**Dataset content:**
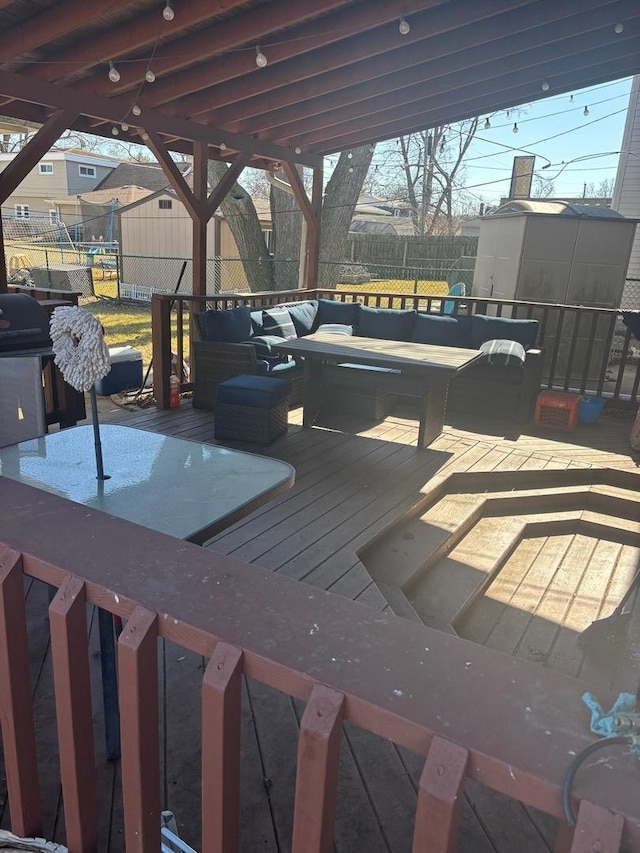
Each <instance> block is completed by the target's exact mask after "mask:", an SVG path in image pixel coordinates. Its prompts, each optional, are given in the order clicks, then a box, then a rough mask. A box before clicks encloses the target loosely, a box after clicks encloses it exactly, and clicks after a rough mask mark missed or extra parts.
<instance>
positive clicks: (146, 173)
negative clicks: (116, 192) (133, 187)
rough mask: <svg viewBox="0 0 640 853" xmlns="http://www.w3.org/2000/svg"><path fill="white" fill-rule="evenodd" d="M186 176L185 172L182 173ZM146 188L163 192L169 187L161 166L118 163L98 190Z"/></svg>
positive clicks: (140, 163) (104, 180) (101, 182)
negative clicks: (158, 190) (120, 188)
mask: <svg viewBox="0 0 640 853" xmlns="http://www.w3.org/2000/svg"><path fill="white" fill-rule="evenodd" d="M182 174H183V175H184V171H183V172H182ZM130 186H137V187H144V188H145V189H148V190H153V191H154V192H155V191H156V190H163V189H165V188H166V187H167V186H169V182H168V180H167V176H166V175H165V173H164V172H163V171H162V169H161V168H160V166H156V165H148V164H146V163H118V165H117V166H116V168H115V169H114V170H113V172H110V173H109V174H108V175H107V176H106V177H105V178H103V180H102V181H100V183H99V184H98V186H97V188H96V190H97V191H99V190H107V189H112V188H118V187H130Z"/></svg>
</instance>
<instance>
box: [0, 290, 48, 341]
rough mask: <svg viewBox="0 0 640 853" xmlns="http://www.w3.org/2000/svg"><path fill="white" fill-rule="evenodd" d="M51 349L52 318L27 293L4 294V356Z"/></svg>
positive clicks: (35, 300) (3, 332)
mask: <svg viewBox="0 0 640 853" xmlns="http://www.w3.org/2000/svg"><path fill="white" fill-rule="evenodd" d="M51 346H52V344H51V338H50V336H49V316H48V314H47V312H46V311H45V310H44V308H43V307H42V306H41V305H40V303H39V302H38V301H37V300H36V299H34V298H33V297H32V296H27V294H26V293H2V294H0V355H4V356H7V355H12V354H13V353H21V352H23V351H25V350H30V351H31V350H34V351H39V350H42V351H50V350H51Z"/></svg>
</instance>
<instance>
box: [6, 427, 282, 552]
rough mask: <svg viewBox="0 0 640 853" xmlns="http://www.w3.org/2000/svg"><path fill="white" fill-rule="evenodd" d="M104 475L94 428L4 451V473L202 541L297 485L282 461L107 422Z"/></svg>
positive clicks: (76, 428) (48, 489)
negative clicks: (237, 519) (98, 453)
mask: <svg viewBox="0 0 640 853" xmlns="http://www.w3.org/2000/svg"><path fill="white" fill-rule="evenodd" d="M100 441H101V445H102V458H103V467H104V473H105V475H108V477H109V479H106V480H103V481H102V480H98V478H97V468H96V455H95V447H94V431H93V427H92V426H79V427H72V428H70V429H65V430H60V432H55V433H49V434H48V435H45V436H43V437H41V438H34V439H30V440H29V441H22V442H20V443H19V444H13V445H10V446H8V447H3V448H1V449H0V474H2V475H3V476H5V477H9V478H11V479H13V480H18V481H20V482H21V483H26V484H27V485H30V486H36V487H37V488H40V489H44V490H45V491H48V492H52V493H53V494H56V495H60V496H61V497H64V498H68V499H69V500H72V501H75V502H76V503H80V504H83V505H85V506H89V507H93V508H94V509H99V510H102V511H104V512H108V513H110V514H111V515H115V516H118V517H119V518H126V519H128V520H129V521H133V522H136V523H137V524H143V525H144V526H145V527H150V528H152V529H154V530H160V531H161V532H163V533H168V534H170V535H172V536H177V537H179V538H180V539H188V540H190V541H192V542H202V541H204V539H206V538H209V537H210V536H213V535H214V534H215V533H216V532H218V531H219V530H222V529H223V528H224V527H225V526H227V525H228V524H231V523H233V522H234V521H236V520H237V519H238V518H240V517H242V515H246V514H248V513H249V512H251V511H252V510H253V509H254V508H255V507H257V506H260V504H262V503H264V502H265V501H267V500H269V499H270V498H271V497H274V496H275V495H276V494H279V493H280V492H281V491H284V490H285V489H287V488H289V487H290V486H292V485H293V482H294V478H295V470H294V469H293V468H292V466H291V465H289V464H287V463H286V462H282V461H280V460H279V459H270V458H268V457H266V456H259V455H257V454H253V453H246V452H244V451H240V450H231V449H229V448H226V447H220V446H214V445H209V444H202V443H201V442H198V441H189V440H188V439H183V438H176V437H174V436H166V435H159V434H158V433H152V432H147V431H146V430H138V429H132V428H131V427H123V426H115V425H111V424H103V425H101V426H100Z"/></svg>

* * *

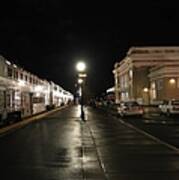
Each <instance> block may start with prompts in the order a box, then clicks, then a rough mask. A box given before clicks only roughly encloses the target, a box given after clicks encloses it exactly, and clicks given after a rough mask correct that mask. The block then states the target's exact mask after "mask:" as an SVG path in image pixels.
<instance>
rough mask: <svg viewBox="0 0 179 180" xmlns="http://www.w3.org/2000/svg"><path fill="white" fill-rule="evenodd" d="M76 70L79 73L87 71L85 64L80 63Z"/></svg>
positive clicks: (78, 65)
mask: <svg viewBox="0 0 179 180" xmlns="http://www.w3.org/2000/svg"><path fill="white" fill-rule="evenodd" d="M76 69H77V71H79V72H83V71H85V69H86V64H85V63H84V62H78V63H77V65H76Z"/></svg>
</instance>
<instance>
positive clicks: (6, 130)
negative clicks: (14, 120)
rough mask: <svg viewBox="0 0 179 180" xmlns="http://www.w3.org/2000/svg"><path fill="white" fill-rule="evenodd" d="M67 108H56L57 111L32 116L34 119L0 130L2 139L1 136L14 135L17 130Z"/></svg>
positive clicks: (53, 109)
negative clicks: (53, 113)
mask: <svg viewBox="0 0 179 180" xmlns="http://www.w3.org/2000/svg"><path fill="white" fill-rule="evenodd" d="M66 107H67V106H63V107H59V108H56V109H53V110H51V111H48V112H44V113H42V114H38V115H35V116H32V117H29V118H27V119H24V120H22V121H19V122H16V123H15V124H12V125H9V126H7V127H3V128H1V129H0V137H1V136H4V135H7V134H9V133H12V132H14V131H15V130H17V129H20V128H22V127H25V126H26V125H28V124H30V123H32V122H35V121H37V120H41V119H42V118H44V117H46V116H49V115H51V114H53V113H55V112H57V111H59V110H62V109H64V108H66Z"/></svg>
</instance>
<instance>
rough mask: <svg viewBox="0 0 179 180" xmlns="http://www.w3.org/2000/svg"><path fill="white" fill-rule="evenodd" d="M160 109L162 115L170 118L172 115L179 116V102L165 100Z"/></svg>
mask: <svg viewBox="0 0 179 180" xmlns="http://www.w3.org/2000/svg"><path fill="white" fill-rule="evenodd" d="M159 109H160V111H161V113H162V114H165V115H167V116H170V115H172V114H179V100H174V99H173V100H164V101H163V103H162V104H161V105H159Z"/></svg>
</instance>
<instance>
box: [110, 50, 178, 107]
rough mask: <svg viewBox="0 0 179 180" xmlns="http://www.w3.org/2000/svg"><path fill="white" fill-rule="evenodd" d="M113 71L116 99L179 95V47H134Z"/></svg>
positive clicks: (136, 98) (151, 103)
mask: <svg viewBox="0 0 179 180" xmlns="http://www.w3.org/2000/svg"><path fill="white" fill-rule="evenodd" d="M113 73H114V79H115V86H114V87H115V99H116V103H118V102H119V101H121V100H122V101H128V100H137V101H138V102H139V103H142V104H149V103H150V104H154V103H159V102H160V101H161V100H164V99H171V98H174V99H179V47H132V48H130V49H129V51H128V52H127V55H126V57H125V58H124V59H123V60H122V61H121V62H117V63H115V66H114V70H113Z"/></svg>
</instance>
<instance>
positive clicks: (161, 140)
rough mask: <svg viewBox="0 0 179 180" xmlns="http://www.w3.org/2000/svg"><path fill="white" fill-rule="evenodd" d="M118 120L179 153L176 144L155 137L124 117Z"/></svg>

**What is needed:** Copy the stretch of the material from the line containing "negative clicks: (158, 190) (120, 188)" through the line containing "positive clicks: (76, 428) (48, 489)", both included, reproducing each line precisely.

**Task solution:**
negative clicks: (158, 190) (120, 188)
mask: <svg viewBox="0 0 640 853" xmlns="http://www.w3.org/2000/svg"><path fill="white" fill-rule="evenodd" d="M182 174H183V175H184V171H183V172H182ZM130 186H137V187H144V188H145V189H148V190H153V191H154V192H155V191H156V190H163V189H165V188H166V187H167V186H169V182H168V180H167V176H166V175H165V173H164V172H163V171H162V169H161V168H160V166H156V165H148V164H146V163H118V165H117V166H116V168H115V169H114V170H113V172H110V173H109V174H108V175H107V176H106V177H105V178H103V180H102V181H100V183H99V184H98V186H97V188H96V190H97V191H99V190H107V189H112V188H118V187H130Z"/></svg>
</instance>
<instance>
box: [0, 290, 48, 341]
rough mask: <svg viewBox="0 0 640 853" xmlns="http://www.w3.org/2000/svg"><path fill="white" fill-rule="evenodd" d="M51 349L52 318L27 293L4 294V356Z"/></svg>
positive clicks: (35, 300) (3, 332)
mask: <svg viewBox="0 0 640 853" xmlns="http://www.w3.org/2000/svg"><path fill="white" fill-rule="evenodd" d="M51 346H52V344H51V338H50V336H49V316H48V314H47V312H46V311H45V310H44V308H43V307H42V306H41V305H40V303H39V302H38V301H37V300H36V299H34V298H33V297H32V296H27V294H26V293H2V294H0V355H4V356H7V355H12V354H13V353H21V352H23V351H25V350H30V351H31V350H34V351H39V350H42V351H50V350H51Z"/></svg>
</instance>
<instance>
box: [6, 427, 282, 552]
rough mask: <svg viewBox="0 0 640 853" xmlns="http://www.w3.org/2000/svg"><path fill="white" fill-rule="evenodd" d="M104 475L94 428L4 451V473L202 541L297 485L282 461L107 422Z"/></svg>
positive clicks: (76, 428) (48, 489)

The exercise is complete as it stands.